▶ [Exercise prompt]
Starting at the line that contains "Expected: the position of each instance of the camera", copy the rows below word for word through the last one. Leave the pictures out of your copy.
──────── Dataset excerpts ────────
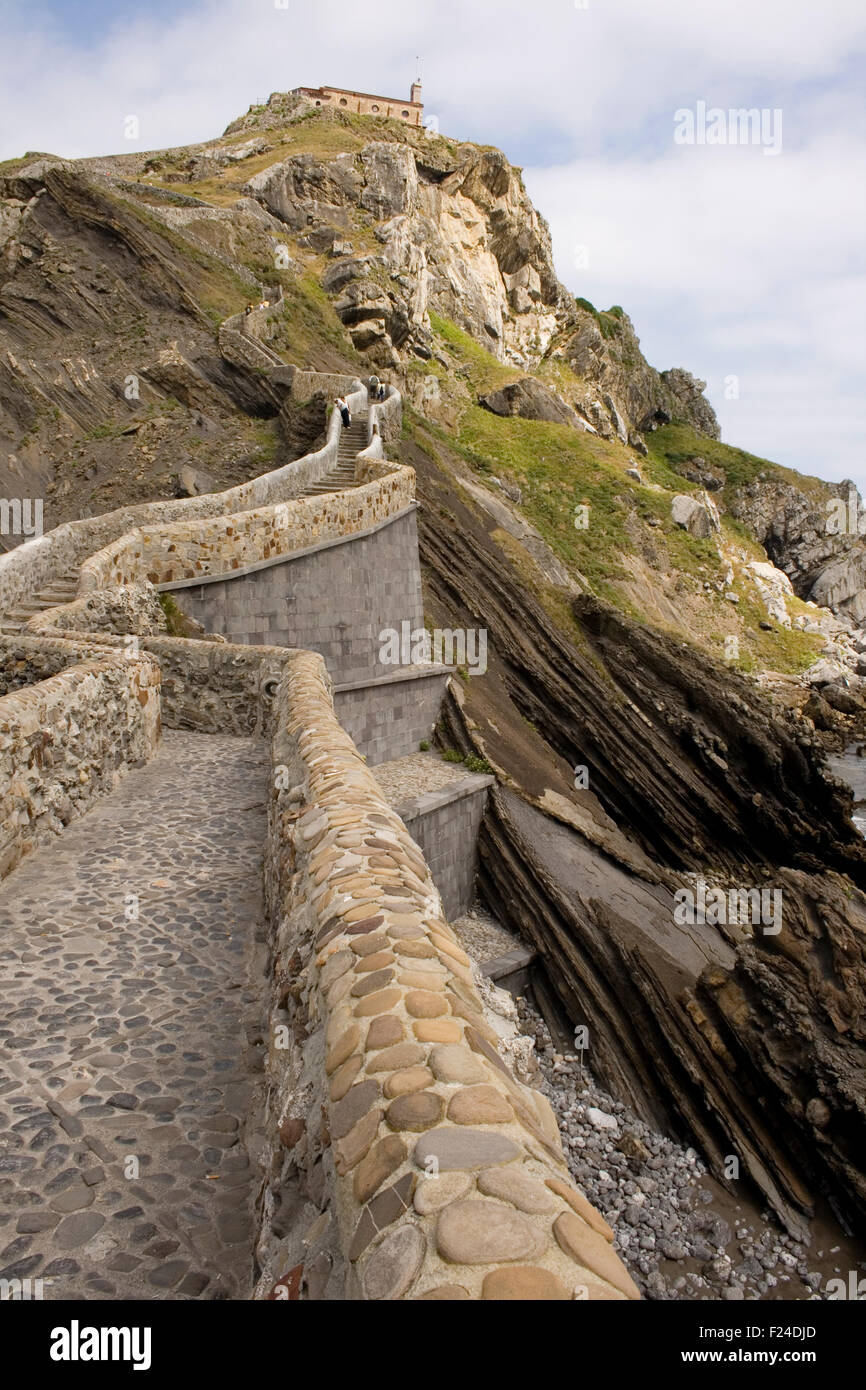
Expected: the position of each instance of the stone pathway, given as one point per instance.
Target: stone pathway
(128, 1034)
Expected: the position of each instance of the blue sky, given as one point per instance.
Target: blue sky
(744, 267)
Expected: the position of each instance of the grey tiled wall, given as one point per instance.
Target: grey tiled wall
(445, 827)
(389, 720)
(332, 601)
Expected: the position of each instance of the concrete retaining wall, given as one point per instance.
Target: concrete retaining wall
(332, 598)
(444, 826)
(388, 717)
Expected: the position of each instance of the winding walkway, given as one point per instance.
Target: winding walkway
(129, 1040)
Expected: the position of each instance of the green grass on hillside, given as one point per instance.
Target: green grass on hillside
(676, 444)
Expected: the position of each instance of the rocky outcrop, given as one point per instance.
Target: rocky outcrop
(406, 1159)
(531, 401)
(698, 516)
(460, 238)
(815, 537)
(691, 773)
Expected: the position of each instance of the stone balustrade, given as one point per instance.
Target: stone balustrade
(66, 740)
(417, 1165)
(185, 551)
(36, 562)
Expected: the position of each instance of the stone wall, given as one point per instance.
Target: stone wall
(445, 827)
(64, 742)
(332, 598)
(406, 1158)
(36, 562)
(388, 717)
(182, 551)
(207, 687)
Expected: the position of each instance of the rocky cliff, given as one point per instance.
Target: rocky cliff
(640, 580)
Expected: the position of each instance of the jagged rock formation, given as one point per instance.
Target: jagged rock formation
(751, 1045)
(690, 772)
(815, 537)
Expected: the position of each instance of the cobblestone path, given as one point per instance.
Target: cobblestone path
(127, 1034)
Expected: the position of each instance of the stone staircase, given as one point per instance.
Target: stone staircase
(61, 590)
(342, 474)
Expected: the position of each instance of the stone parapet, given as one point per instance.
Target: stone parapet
(36, 562)
(66, 740)
(413, 1162)
(188, 551)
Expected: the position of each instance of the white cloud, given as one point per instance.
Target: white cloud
(727, 260)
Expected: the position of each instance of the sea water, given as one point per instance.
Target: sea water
(851, 769)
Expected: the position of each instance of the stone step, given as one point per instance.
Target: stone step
(24, 610)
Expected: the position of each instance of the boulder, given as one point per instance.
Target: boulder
(192, 483)
(698, 516)
(531, 401)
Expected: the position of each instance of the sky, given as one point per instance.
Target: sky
(738, 259)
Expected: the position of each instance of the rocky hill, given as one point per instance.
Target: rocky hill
(666, 610)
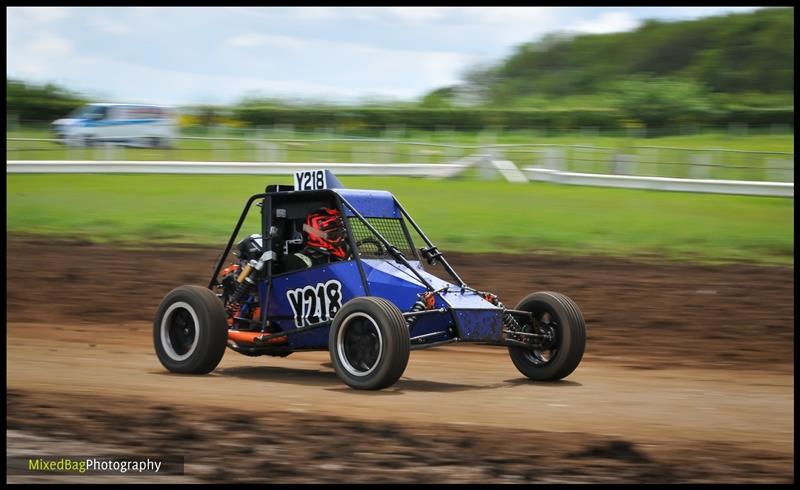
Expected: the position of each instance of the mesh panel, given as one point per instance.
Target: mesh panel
(390, 229)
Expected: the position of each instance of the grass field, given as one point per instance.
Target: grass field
(460, 214)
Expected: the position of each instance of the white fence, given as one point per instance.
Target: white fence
(506, 168)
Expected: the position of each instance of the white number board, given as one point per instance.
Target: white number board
(310, 180)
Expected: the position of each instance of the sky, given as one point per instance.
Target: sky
(217, 55)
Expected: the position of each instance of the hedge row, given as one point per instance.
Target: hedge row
(475, 119)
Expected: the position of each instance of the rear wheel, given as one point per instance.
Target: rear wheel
(190, 330)
(369, 343)
(559, 337)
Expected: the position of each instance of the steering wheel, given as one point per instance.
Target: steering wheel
(381, 250)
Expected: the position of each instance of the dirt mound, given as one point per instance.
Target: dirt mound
(251, 447)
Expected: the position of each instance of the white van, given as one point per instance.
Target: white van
(130, 124)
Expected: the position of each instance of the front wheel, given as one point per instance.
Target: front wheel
(369, 343)
(560, 337)
(190, 330)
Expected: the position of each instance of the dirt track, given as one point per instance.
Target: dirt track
(688, 377)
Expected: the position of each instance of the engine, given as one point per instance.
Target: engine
(238, 287)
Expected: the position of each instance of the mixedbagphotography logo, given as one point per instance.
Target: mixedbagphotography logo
(81, 465)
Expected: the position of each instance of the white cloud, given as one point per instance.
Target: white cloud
(382, 69)
(46, 45)
(109, 26)
(255, 40)
(419, 14)
(41, 14)
(609, 22)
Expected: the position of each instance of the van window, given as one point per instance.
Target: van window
(96, 112)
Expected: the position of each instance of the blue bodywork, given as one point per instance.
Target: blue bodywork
(298, 299)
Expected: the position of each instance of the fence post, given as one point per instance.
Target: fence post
(622, 164)
(700, 165)
(780, 170)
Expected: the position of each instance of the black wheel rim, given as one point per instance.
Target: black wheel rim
(359, 344)
(546, 325)
(181, 331)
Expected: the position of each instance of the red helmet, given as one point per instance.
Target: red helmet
(325, 229)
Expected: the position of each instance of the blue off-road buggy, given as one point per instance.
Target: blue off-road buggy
(368, 310)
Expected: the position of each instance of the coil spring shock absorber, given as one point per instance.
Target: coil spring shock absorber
(509, 322)
(243, 288)
(425, 301)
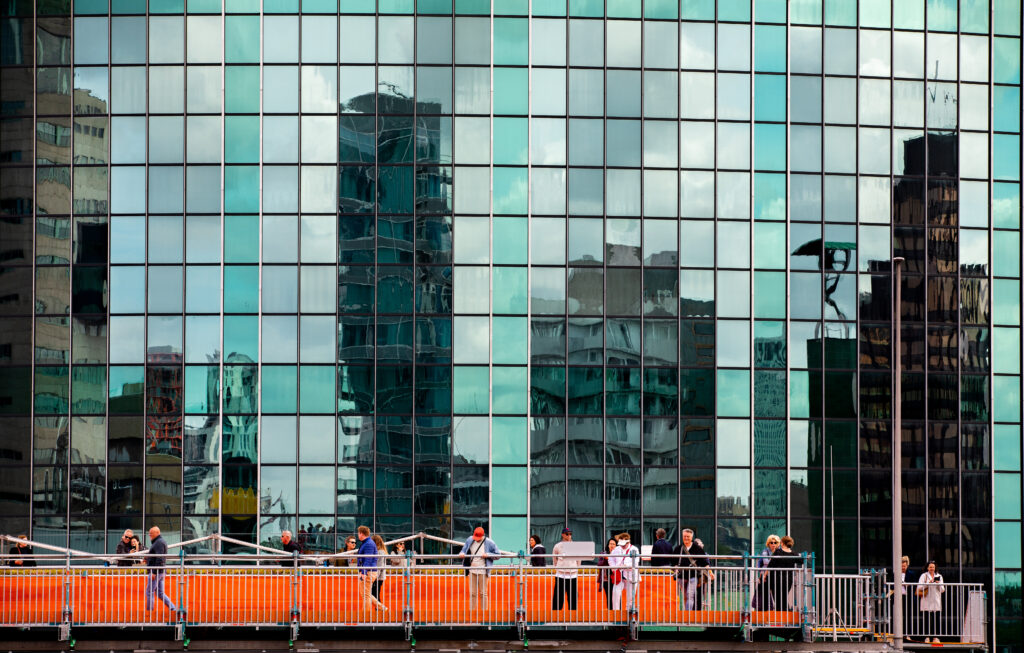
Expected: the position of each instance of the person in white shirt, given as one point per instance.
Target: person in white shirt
(930, 590)
(624, 562)
(566, 570)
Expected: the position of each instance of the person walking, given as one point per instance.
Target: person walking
(781, 571)
(382, 564)
(478, 555)
(18, 553)
(930, 591)
(537, 552)
(566, 573)
(660, 551)
(367, 564)
(156, 562)
(605, 580)
(290, 546)
(689, 578)
(762, 598)
(625, 560)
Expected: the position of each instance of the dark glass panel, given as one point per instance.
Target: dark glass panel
(433, 290)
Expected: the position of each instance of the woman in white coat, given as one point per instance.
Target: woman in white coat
(624, 562)
(930, 589)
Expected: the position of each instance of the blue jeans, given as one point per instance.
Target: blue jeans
(155, 588)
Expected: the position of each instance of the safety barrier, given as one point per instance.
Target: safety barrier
(946, 612)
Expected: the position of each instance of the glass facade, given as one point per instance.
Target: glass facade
(431, 264)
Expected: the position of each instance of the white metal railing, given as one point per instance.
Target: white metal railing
(940, 611)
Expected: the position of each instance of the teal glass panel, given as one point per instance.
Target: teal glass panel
(1007, 254)
(1006, 157)
(1007, 206)
(1008, 550)
(622, 391)
(769, 344)
(511, 138)
(202, 389)
(242, 6)
(475, 7)
(769, 246)
(51, 390)
(550, 8)
(734, 10)
(433, 6)
(698, 9)
(511, 90)
(356, 6)
(908, 14)
(316, 390)
(278, 389)
(1007, 109)
(125, 389)
(769, 295)
(242, 88)
(242, 139)
(204, 6)
(511, 233)
(1006, 398)
(509, 440)
(941, 15)
(241, 289)
(1007, 496)
(510, 390)
(1007, 447)
(733, 395)
(241, 233)
(471, 388)
(769, 47)
(841, 12)
(1006, 301)
(806, 11)
(511, 7)
(974, 15)
(1006, 60)
(91, 7)
(770, 11)
(511, 42)
(769, 148)
(664, 9)
(509, 295)
(241, 194)
(281, 6)
(875, 13)
(88, 389)
(167, 6)
(660, 388)
(509, 338)
(547, 391)
(800, 393)
(1007, 17)
(769, 97)
(510, 190)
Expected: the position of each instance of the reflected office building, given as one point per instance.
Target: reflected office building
(432, 264)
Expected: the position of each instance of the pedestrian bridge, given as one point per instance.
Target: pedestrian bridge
(70, 590)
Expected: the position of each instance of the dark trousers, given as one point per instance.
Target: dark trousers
(563, 588)
(606, 586)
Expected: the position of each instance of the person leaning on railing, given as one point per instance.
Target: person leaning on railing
(18, 553)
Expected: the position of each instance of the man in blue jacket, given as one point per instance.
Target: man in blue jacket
(479, 554)
(155, 563)
(367, 564)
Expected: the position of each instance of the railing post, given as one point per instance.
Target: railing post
(67, 612)
(296, 591)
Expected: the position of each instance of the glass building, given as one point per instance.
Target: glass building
(428, 264)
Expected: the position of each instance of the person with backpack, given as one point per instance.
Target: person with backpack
(478, 556)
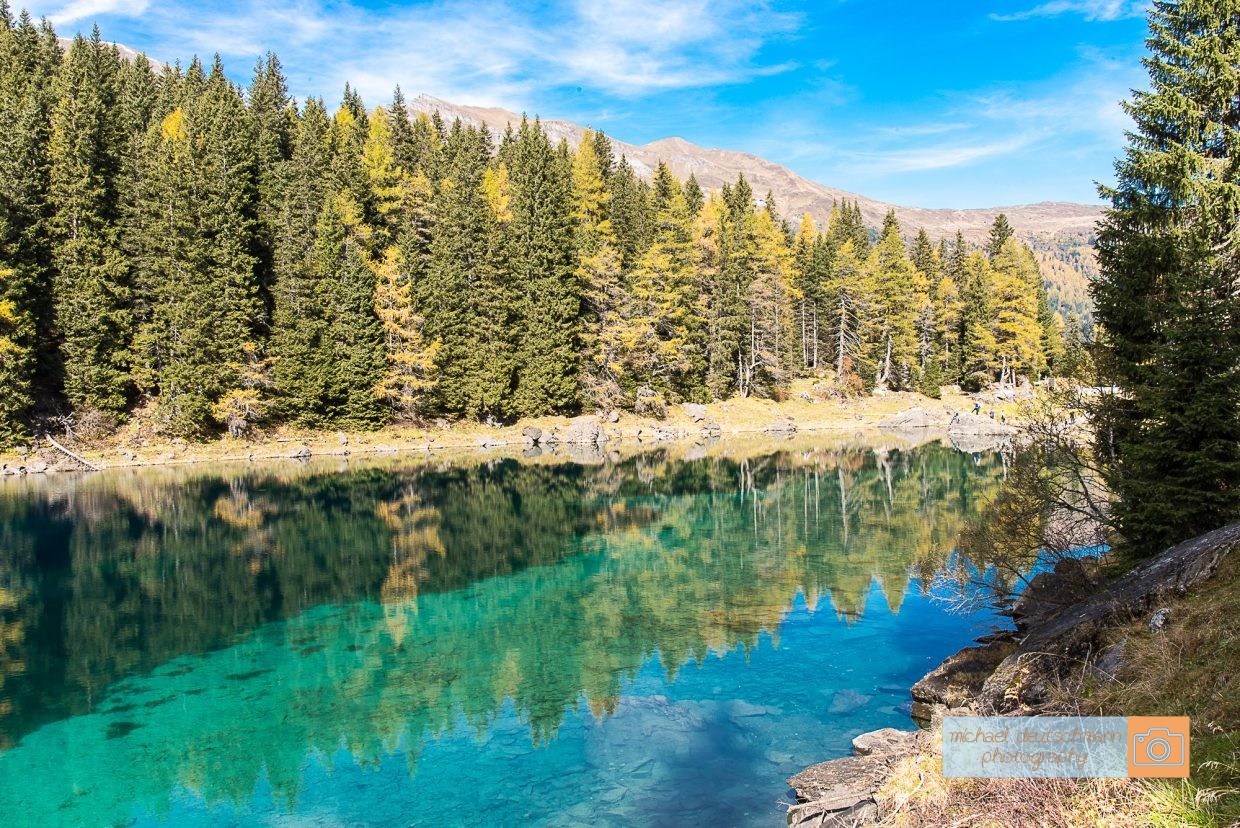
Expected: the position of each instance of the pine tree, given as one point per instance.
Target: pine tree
(768, 353)
(898, 295)
(848, 293)
(693, 195)
(465, 311)
(630, 213)
(1075, 362)
(274, 119)
(92, 286)
(346, 280)
(604, 296)
(977, 343)
(196, 269)
(299, 324)
(1014, 284)
(1167, 296)
(543, 267)
(665, 347)
(29, 61)
(1001, 231)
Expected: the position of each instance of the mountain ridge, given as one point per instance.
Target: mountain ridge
(1047, 221)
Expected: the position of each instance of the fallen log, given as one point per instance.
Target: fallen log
(76, 458)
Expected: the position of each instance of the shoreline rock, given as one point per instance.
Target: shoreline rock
(1062, 625)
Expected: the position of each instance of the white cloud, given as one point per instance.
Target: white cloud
(88, 10)
(1093, 10)
(470, 51)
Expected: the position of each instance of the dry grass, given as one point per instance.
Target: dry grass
(918, 796)
(806, 408)
(1192, 668)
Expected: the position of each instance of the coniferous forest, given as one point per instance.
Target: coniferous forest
(213, 258)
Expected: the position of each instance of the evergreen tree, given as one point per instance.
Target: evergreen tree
(1001, 231)
(346, 280)
(666, 342)
(299, 331)
(465, 310)
(29, 60)
(768, 353)
(693, 195)
(977, 343)
(92, 286)
(196, 268)
(543, 264)
(604, 296)
(1014, 286)
(630, 213)
(1167, 295)
(850, 295)
(899, 291)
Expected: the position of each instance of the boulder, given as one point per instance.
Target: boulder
(974, 425)
(1047, 594)
(585, 430)
(1052, 652)
(1160, 620)
(887, 741)
(960, 678)
(914, 418)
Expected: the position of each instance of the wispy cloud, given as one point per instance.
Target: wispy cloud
(78, 10)
(475, 51)
(939, 156)
(1094, 10)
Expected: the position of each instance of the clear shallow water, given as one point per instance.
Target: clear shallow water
(642, 642)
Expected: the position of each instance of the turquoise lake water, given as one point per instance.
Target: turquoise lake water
(639, 642)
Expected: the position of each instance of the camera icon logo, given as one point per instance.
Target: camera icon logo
(1158, 746)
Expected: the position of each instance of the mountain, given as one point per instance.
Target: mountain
(794, 193)
(1059, 233)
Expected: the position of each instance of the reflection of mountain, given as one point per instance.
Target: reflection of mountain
(418, 596)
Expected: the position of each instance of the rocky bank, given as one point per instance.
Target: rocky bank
(1060, 641)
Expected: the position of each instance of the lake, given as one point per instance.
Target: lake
(659, 638)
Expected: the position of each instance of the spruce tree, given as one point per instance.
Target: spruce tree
(459, 295)
(29, 61)
(1168, 295)
(196, 267)
(299, 324)
(543, 265)
(92, 286)
(898, 295)
(1001, 231)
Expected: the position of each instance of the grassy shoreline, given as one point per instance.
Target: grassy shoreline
(134, 445)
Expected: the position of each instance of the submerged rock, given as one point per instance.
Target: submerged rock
(974, 425)
(585, 430)
(887, 741)
(915, 418)
(960, 678)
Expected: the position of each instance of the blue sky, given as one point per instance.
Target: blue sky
(923, 103)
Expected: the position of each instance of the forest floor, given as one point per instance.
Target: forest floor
(137, 444)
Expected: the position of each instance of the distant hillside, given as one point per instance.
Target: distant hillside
(794, 193)
(1060, 233)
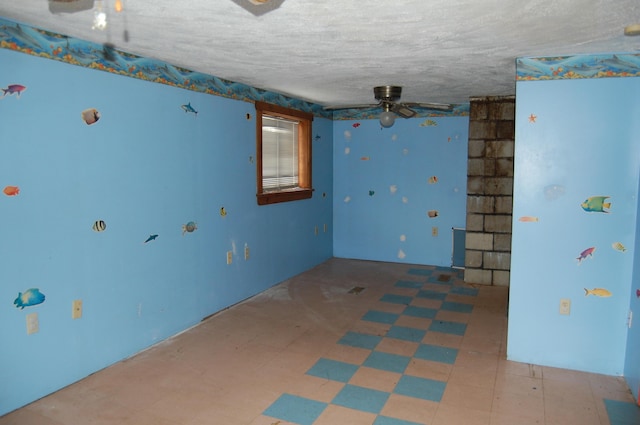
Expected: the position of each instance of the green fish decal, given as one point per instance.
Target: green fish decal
────────
▶ [Solution below]
Expected: the position of each instance of the camera icon logo, given as one point per instance.
Target: camera icon logo
(1158, 746)
Expected: the position of each instance of the mountain, given as one point per instance.
Target: mountain
(794, 193)
(1059, 233)
Expected: the position of each instance of the reflection of mountain, given as one point per instance.
Target: reflection of mountain
(418, 596)
Expected: the position of each instance of the rocky bank, given as one point per instance.
Target: rocky bank
(1060, 641)
Expected: the position of each instance of the lake, given as one point per instance.
Target: lake
(659, 638)
Expected: the position of each instance of the spruce tree, given as one point per instance.
Target: spruce tree
(459, 295)
(29, 61)
(1168, 295)
(196, 267)
(299, 324)
(543, 265)
(92, 286)
(898, 295)
(1001, 231)
Expected: the position of each instance of the grassy shoreline, given as one point per instance.
Target: grassy shoreline
(134, 445)
Expected: the position of each instance of the submerged rock, given as one point per instance.
Target: submerged rock
(974, 425)
(585, 430)
(887, 741)
(915, 418)
(960, 678)
Expected: the position of each instance of the blue sky, given as one point per instance.
Target: blue sky
(923, 103)
Expected: the position of each instance of the forest floor, given as one point per instance.
Target: forest floor
(137, 444)
Expected: the position of each instance of the distant hillside, given as one point per instance.
Target: distant hillside
(794, 193)
(1060, 233)
Expected: the position of each instance of the green fish decal, given as one point per instance.
Target: green fish decal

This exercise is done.